• **Task prompt**:
Lay out each line of the listing below as a JSON list of strings, one string per line, omitting any blank lines.

(Rows from a pointing dataset)
_ _ _ _ _
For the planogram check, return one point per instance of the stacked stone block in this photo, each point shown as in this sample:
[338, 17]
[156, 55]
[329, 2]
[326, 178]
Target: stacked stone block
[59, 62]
_ _ _ _ _
• **Response**:
[
  "For the planogram check, return one point per instance of the stacked stone block in this photo, each point shown as in this sample:",
  "[338, 17]",
  "[156, 55]",
  "[329, 2]",
  "[326, 178]",
  "Target: stacked stone block",
  "[59, 62]"
]